**Source material**
/---
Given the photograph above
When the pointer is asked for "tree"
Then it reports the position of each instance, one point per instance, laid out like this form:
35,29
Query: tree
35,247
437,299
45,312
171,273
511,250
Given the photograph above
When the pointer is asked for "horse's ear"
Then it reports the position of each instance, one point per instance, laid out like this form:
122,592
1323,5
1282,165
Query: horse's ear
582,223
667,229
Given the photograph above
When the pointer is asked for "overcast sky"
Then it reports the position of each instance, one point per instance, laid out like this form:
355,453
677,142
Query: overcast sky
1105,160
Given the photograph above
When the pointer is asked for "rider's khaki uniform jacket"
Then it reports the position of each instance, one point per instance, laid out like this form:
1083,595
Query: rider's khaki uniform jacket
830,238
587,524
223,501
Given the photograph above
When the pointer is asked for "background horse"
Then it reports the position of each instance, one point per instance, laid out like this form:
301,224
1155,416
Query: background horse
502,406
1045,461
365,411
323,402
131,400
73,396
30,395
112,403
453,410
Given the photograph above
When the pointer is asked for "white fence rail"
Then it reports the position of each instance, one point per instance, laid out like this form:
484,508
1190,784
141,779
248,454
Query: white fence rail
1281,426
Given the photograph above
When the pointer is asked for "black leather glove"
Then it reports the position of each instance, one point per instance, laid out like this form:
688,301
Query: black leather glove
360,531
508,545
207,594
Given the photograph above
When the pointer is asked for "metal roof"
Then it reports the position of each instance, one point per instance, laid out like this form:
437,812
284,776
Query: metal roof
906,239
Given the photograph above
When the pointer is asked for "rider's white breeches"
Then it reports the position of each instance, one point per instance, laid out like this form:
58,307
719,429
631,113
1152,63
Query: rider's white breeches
\---
**Required action**
Including any blank lines, repeat the data exactly.

**Result for this task**
Given the photograph above
When the pointer is asked for "tree"
Then it reports the position of each instance, one point per instance, laid out like this form:
35,29
Query: tree
35,247
437,299
45,312
171,273
511,250
Given the photograph above
When the pointer is asked for "horse's ear"
Then it reports the position of each instance, one point per instance, laid out like this form:
122,592
1323,5
1282,165
Query: horse's ear
582,223
667,229
Given the photograph above
When the pointer is asked for "overcast sky"
Then it reports the position of each instance, one point per instance, laid out like this form:
355,453
677,142
Query: overcast sky
1105,160
Given the photograph above
When the pointer is asked for "rider's khaki uniform jacket"
Then it reports the position of each instance, one point per instance, laid out like this form:
1083,595
Query: rider's khaki uniform jacket
830,238
587,524
223,501
Given the photograph above
When the pointer is asked for "background horse"
Then it reports the position of each instance, one point per instance, laid out like this form:
301,224
1155,416
Query: background horse
502,406
1045,461
365,411
323,402
131,400
73,396
30,395
112,403
453,410
Given the photograph above
When the pointer is asked for "white fence rail"
Then it reports the position of each instance, one point per instance, laid out like this form:
484,508
1190,784
141,779
248,454
Query: white fence rail
1281,426
Given the photograph above
When the pointer is asked for "black leather glove"
Then it reports the position of each instance, one point per instance, laid out like this form:
688,301
Query: black leather glove
360,531
508,545
207,594
Given the photograph above
When the pointer is asked for "metal roof"
Then it reports the position of each instance, one point per instance, laid out like this form:
437,812
284,776
Query: metal roof
906,239
Given the photograph above
When the pointer is asked for "rider's white breeches"
Then it reports the position of each instance, one point per instance, laid out like this form:
58,307
719,429
631,113
1152,63
Query: rider's white breeches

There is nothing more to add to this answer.